╭─ Source document

# Simplicity Snow Blower



## mayhem (Aug 25, 2006)

Just got a free Simplicity 2 stage blower. 8hp briggs motor, 24" cutting path, electric start, no light but it looks like the wiring is there to add one.

Got it free from a buddy of mine. He's impatient and when something gives him trouble out of warranty he usually replaces it with a new unit...well he said it gave him trouble recently so he pushed it back under the cover and zipped into town to pick up a new Toro 2 stage. 

He told me it won't start but also admitted that he didn't do much of anything apart from priming, choking and pulling the recoil till his arm hurt.

Could be as simple as a bad plug, dirty carb jet, etc...could be a shot motor. Figured it was worth the effort to play with it and see. Anyone have a Simplicity blower (Simplicity seems to just call it the "Intermediate" line, no idea on an actual model number) like this and have any advice on commo things to check out? 

Thanks.


----------



## sidthss (Oct 23, 2009)

Has it had fresh gas put in it recently?


----------



## mayhem (Aug 25, 2006)

Unknown, but my guess is no. I was planning on draining it and putting fresh gas when I try ti kick it over tomorrow. I don't know when it let him down, probably last winter because his new Toro is no longer shiny new., So my guess is its been sitting for 9-12 months untouched. Its a bit cowebby, but appears in excellent shape physicically...no dents, paint is excellent, even in the chute.


----------



## festerw (Sep 25, 2003)

Shoot some starting fluid into it, if it kicks over fuel is your problem.


----------



## Plowfixguys (Oct 17, 2009)

If it has been sitting that long with fuel in the tank (without stabilizer) its probably gummed up the carb. If you get it started put some Seafoam in the fuel and let it run. I have seen Seafoam do some amazing stuff.


----------



## OH350Crew (Sep 30, 2009)

Plowfixguys;929347 said:


> I have seen Seafoam do some amazing stuff.


I have too


----------



## 97f250Heavyduty (Dec 27, 2009)

Your best bet is to pull the carb off and clean it and blow it out with compressed air. the jets are probably clogged and gummed up


----------



## mayhem (Aug 25, 2006)

╰─
╭─ Material

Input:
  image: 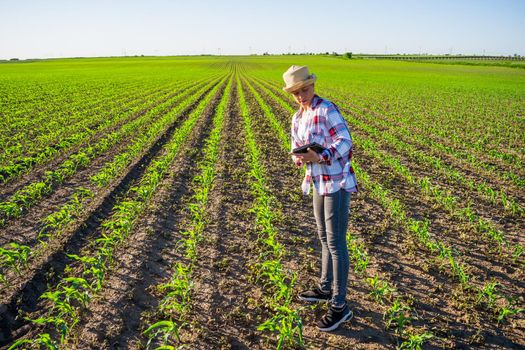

╰─

### Problem 1
Answer from the snow blower thread:
(a) What size motor does the Simplicity blower have, and what brand is it?
(b) What machine did the friend buy to replace it?
(c) What does festerw suggest shooting into the engine?
### Problem 2
Extend the snow blower thread from its final line.
The material that comes after the snow blower thread is separate from it.

### Result 1
(a) An 8hp Briggs motor.
(b) A new Toro 2 stage.
(c) Starting fluid.

### Result 2
Got a few minutes to look it over today. Gas tank half full, so bad gas is nearly certain, though maybe not the original cause. I got it out of the truck and into the basement tonight so I can let it defrost and start disassembling it. The motor is all covered with plastic housings so I can't see the fuel lines or even the spark plug. A few pulls on the recoil and it pulls easy, but not so easy that I think its got no compression. 

Time to tinker later tonight maybe!


----------



## mayhem (Aug 25, 2006)

Pulled the engine cover off last night and got the plug out. It was pretty new, but the electrode was covered with black gritty gunk. It came right off with a brush and the plug looked brand new. Gap was really tight...like .020 so I opened it to .031 and put it back in Shot some gumout into the carb and let it soak in for a bit, reassembled and dumped a few tablespoons of seafoam into the half full fuel tank. 

Took it outside this morning and damn if it didn't kick over on the very first pull. I've been running it at wide open throttle for the past hour and it just ran out of gas this past few minutes, so all the bad gas has been burned up, the seafoam has worked its way through the whole fuel system and its probably good to go now. 

Love it when problems have simple solutions. 

Thanks all.

Now I have to decide which blower I want to keep. I have this 24" 8hp Simplicity and a much older and heavier (it mus be close to 250-300lb) 8hp 24" Ariens ST824. have to run them both side by side and see which one I prefer. Good problem to have.


----------



## 97f250Heavyduty (Dec 27, 2009)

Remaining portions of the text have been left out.